=== Given text ===

I go home and call Scott to see if he knows anyone who works on mowers out of their garage.  He doesn't, but offers to replace the cord for me.  Two days later I take the mower to his house, where he makes the repair in about ten minutes.

I get back from Heartland, pull out the mower, get about 2/3 of the way through mowing the the now overgrown lawn, and the little back plastic handle that you pull to make the engine run snaps off in my hand.  A six inch piece of plastic, but without it, an otherwise perfectly working machine will not run.  I call Black & Decker, which has a few years ago moved from 43rd & Main to South Jesus, Johnson County.  They send me to the Dewalt Service website, which promptly refers me back to the "local" B&D.  I give them the model number of the mower.  They inform me that B&D stopped producing this model ten years ago and no longer supplies replacement parts.

===

• [Written tasks]
#1 Repeat the lawn mower account word for word, from "I go home and" up to and including "supplies replacement parts.".
#2 According to the lawn mower account, why could Black & Decker not provide a replacement for the broken handle? Answer in one to three sentences.
The rows after this text have nothing to do with it.

=== Extracted entries ===

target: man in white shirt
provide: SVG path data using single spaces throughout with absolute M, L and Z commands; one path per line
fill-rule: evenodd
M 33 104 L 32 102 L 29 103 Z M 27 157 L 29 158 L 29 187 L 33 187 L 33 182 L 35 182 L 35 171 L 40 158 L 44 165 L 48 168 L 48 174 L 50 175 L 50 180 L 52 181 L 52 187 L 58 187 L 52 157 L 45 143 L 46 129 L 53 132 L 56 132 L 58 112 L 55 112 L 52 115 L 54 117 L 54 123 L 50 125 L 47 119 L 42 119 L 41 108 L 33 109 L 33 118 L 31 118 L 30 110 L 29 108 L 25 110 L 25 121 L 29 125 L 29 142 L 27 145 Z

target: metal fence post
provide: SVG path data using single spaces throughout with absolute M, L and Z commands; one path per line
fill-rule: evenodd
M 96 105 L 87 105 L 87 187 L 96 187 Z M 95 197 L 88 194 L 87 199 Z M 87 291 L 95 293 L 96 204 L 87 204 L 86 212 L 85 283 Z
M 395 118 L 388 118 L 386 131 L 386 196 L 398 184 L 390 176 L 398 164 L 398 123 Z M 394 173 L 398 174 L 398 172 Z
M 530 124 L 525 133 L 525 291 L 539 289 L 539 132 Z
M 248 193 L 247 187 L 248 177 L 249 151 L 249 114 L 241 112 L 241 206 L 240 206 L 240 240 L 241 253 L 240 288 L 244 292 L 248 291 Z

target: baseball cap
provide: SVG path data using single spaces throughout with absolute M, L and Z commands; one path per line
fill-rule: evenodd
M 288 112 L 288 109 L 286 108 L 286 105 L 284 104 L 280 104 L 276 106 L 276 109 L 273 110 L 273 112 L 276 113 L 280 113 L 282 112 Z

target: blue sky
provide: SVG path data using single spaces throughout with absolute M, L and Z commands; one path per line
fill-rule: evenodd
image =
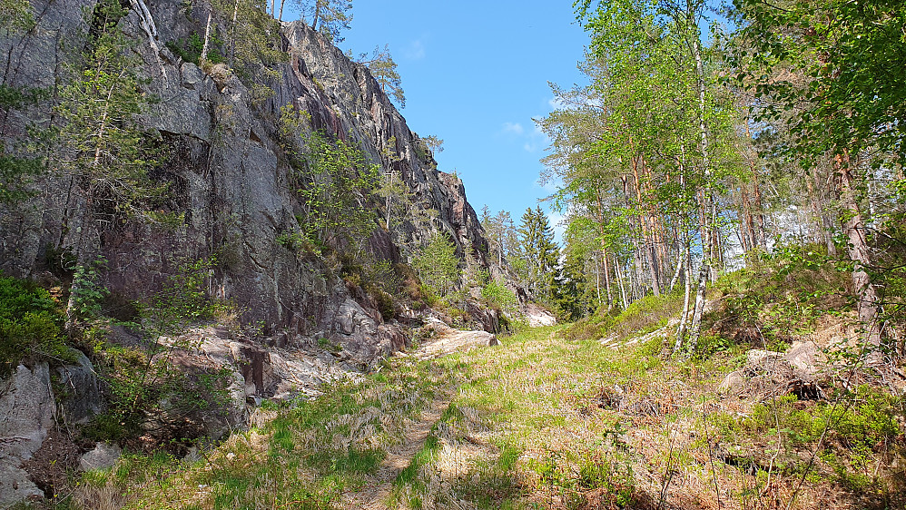
M 487 204 L 518 221 L 549 194 L 537 183 L 547 142 L 532 119 L 551 111 L 548 81 L 582 80 L 588 38 L 571 0 L 361 0 L 352 13 L 340 47 L 389 44 L 409 129 L 444 140 L 439 168 L 463 180 L 477 211 Z

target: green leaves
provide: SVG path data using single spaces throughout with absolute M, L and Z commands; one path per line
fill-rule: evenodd
M 445 299 L 456 289 L 462 277 L 456 246 L 444 234 L 435 234 L 413 260 L 412 268 L 434 297 Z
M 739 55 L 743 81 L 763 100 L 762 118 L 793 133 L 791 151 L 812 162 L 876 145 L 903 157 L 901 2 L 736 0 L 734 6 L 744 24 L 740 43 L 752 52 Z

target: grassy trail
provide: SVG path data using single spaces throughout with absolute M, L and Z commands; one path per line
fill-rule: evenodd
M 428 359 L 423 346 L 316 399 L 259 409 L 198 461 L 127 457 L 86 477 L 81 506 L 863 508 L 899 490 L 884 478 L 901 437 L 891 401 L 862 394 L 842 414 L 721 396 L 747 348 L 665 360 L 666 319 L 645 315 L 657 318 L 615 337 L 527 329 Z

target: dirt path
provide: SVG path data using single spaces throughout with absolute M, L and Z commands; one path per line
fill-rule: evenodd
M 414 352 L 402 356 L 412 356 L 419 359 L 431 359 L 446 356 L 457 350 L 478 346 L 496 345 L 497 338 L 484 331 L 443 330 L 438 338 L 426 342 Z M 409 467 L 416 454 L 425 446 L 425 441 L 434 424 L 440 419 L 444 409 L 449 406 L 452 392 L 442 392 L 422 412 L 418 421 L 406 427 L 400 442 L 387 452 L 387 458 L 381 463 L 378 473 L 369 476 L 367 485 L 357 492 L 343 495 L 339 506 L 350 510 L 364 508 L 383 510 L 389 508 L 388 501 L 393 490 L 397 476 Z
M 448 405 L 448 398 L 440 398 L 432 402 L 430 407 L 421 414 L 419 421 L 412 423 L 406 429 L 399 445 L 387 452 L 387 458 L 381 463 L 378 473 L 373 476 L 369 485 L 358 492 L 343 495 L 340 507 L 350 510 L 389 508 L 387 502 L 393 490 L 393 481 L 412 463 L 416 454 L 424 446 L 428 436 L 431 433 L 431 427 L 440 419 Z

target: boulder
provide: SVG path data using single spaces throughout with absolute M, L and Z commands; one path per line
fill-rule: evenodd
M 56 369 L 62 391 L 63 419 L 66 423 L 85 424 L 92 417 L 106 410 L 94 367 L 81 351 L 72 349 L 75 363 Z
M 46 363 L 32 368 L 19 365 L 0 381 L 0 507 L 44 497 L 21 466 L 41 448 L 54 427 L 54 410 Z
M 123 450 L 116 445 L 110 443 L 98 443 L 90 452 L 87 452 L 79 459 L 79 466 L 83 471 L 92 469 L 109 469 L 116 464 Z
M 534 303 L 526 306 L 526 319 L 531 328 L 542 328 L 556 324 L 556 318 L 554 317 L 554 314 Z
M 0 383 L 0 459 L 31 457 L 54 427 L 55 409 L 47 364 L 16 367 Z
M 759 399 L 793 393 L 800 398 L 822 395 L 819 382 L 823 364 L 814 342 L 794 342 L 786 352 L 752 349 L 746 365 L 727 374 L 718 387 L 722 395 L 753 395 Z

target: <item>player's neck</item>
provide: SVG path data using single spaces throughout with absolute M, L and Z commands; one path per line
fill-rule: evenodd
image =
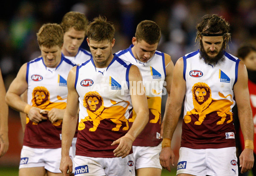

===

• [Final answers]
#1
I go home and call Scott to see if he knows anyone who works on mowers out of their garage.  He doesn't, but offers to replace the cord for me.  Two days later I take the mower to his house, where he makes the repair in about ten minutes.

I get back from Heartland, pull out the mower, get about 2/3 of the way through mowing the the now overgrown lawn, and the little back plastic handle that you pull to make the engine run snaps off in my hand.  A six inch piece of plastic, but without it, an otherwise perfectly working machine will not run.  I call Black & Decker, which has a few years ago moved from 43rd & Main to South Jesus, Johnson County.  They send me to the Dewalt Service website, which promptly refers me back to the "local" B&D.  I give them the model number of the mower.  They inform me that B&D stopped producing this model ten years ago and no longer supplies replacement parts.

#2 Black & Decker stopped making that mower model ten years ago. It no longer supplies replacement parts for it.